[Opening TEXT SHOWN section]
The United Nations Development Program’s (UNDP) Egypt office issued a press release last week lavishing praise on President al-Sisi’s government’s supposed “good governance and accountability.” This is a very different Egypt from the one Human Rights Watch and other rights organizations have been monitoring.
Instead, we have documented a brutal crackdown on human rights across the country, characterized by routine arbitrary detention of rights activists and civil society leaders, widespread torture, and extrajudicial killings.
UNDP Egypt cites improvements in prison conditions. But what of the many documented deaths of detainees from torture and medical neglect? The authors of the UNDP report should have consulted the human rights experts appointed by the UN itself, including the special rapporteur on extrajudicial executions and the Working Group on Arbitrary Detention, who wrote after former President Morsy died in detention in 2019 that the awful conditions of detention mean “thousands more detainees across Egypt … may be at high risk of death.”
Another UNDP claim at odds with reality is its assertion that Sisi’s “Egypt has worked to strengthen accountability mechanisms” but this is far from the case when it comes to human rights. In fact, very few security officials responsible for rampant torture and extrajudicial executions have been investigated or held to account for violations they’ve committed.
The UNDP even cites favorably Law 149/2019 on NGOs, which reflects President al-Sisi’s determination to throttle the work of independent human rights groups and other civil society organizations and mandates security agency intervention in almost every detail of their work. The law’s enforcement may well bring about the demise of the few remaining independent organizations in the county.
The UNDP needs to reverse course and avoid whitewashing Egypt’s human rights record. The Sisi government will use this report to deflect questions about the country’s abysmal human rights situation. Lending institutions like the European Bank for Reconstruction and Development, and states like the US, France, and others that sell arms to Egypt and support al-Sisi’s government financially, should not be deceived by the UNDP’s report. They need to confront the brutal reality in Egypt by ending security assistance and sanctioning abusive institutions.
[Closing TEXT SHOWN section]
[Opening EXERCISE DATA section]
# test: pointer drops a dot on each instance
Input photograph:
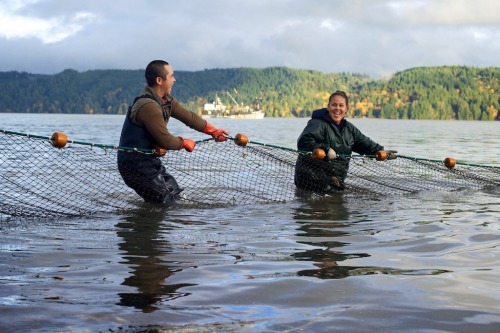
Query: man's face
(168, 82)
(337, 108)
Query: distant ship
(218, 110)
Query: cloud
(15, 25)
(376, 37)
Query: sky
(373, 37)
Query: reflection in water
(324, 218)
(143, 247)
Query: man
(338, 138)
(145, 128)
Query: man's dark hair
(155, 68)
(342, 94)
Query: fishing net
(38, 179)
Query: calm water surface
(428, 262)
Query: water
(427, 262)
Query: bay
(417, 263)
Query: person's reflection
(143, 247)
(323, 218)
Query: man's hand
(331, 155)
(391, 154)
(217, 133)
(187, 144)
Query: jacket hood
(324, 115)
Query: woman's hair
(342, 94)
(155, 68)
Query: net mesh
(40, 180)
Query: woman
(338, 138)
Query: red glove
(187, 144)
(218, 134)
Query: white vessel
(218, 110)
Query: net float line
(50, 176)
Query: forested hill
(448, 92)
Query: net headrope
(53, 176)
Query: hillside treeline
(448, 92)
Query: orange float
(159, 151)
(319, 154)
(381, 155)
(241, 139)
(59, 139)
(450, 162)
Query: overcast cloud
(375, 37)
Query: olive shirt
(148, 113)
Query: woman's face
(337, 108)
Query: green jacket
(322, 132)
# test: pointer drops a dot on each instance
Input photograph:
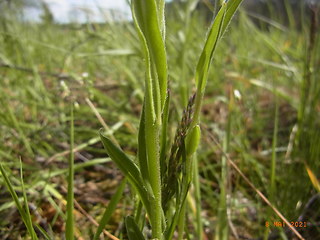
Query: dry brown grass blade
(262, 196)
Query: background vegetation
(261, 107)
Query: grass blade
(25, 201)
(133, 230)
(216, 31)
(110, 209)
(128, 168)
(313, 179)
(70, 197)
(24, 215)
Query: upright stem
(152, 149)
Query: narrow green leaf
(192, 140)
(163, 144)
(147, 15)
(43, 232)
(70, 196)
(25, 201)
(133, 230)
(209, 47)
(128, 168)
(215, 33)
(25, 218)
(110, 209)
(142, 152)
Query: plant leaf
(70, 194)
(313, 179)
(23, 213)
(216, 31)
(128, 168)
(149, 18)
(133, 230)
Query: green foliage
(260, 67)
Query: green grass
(270, 130)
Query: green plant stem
(152, 148)
(181, 221)
(70, 204)
(196, 184)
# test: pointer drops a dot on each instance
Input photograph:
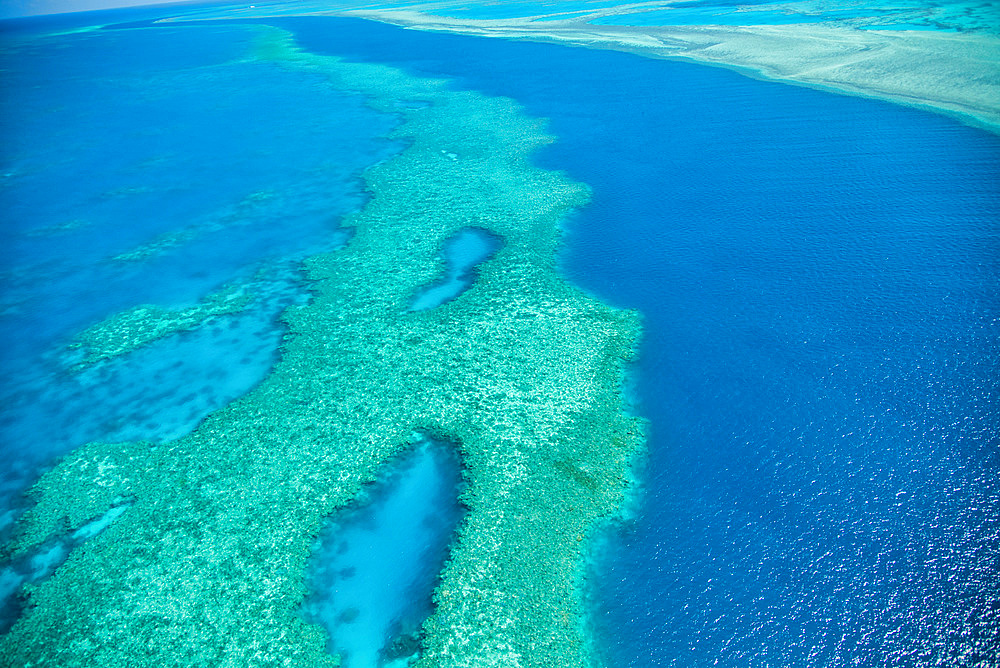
[Closing EXERCISE DATA section]
*WHAT TO DO:*
Copy out the entire commentary on the UNDP press release about Egypt, word for word. Rely solely on the commentary on the UNDP press release about Egypt and disregard the material.

*ANSWER TO THIS TASK:*
The United Nations Development Program’s (UNDP) Egypt office issued a press release last week lavishing praise on President al-Sisi’s government’s supposed “good governance and accountability.” This is a very different Egypt from the one Human Rights Watch and other rights organizations have been monitoring.
Instead, we have documented a brutal crackdown on human rights across the country, characterized by routine arbitrary detention of rights activists and civil society leaders, widespread torture, and extrajudicial killings.
UNDP Egypt cites improvements in prison conditions. But what of the many documented deaths of detainees from torture and medical neglect? The authors of the UNDP report should have consulted the human rights experts appointed by the UN itself, including the special rapporteur on extrajudicial executions and the Working Group on Arbitrary Detention, who wrote after former President Morsy died in detention in 2019 that the awful conditions of detention mean “thousands more detainees across Egypt … may be at high risk of death.”
Another UNDP claim at odds with reality is its assertion that Sisi’s “Egypt has worked to strengthen accountability mechanisms” but this is far from the case when it comes to human rights. In fact, very few security officials responsible for rampant torture and extrajudicial executions have been investigated or held to account for violations they’ve committed.
The UNDP even cites favorably Law 149/2019 on NGOs, which reflects President al-Sisi’s determination to throttle the work of independent human rights groups and other civil society organizations and mandates security agency intervention in almost every detail of their work. The law’s enforcement may well bring about the demise of the few remaining independent organizations in the county.
The UNDP needs to reverse course and avoid whitewashing Egypt’s human rights record. The Sisi government will use this report to deflect questions about the country’s abysmal human rights situation. Lending institutions like the European Bank for Reconstruction and Development, and states like the US, France, and others that sell arms to Egypt and support al-Sisi’s government financially, should not be deceived by the UNDP’s report. They need to confront the brutal reality in Egypt by ending security assistance and sanctioning abusive institutions.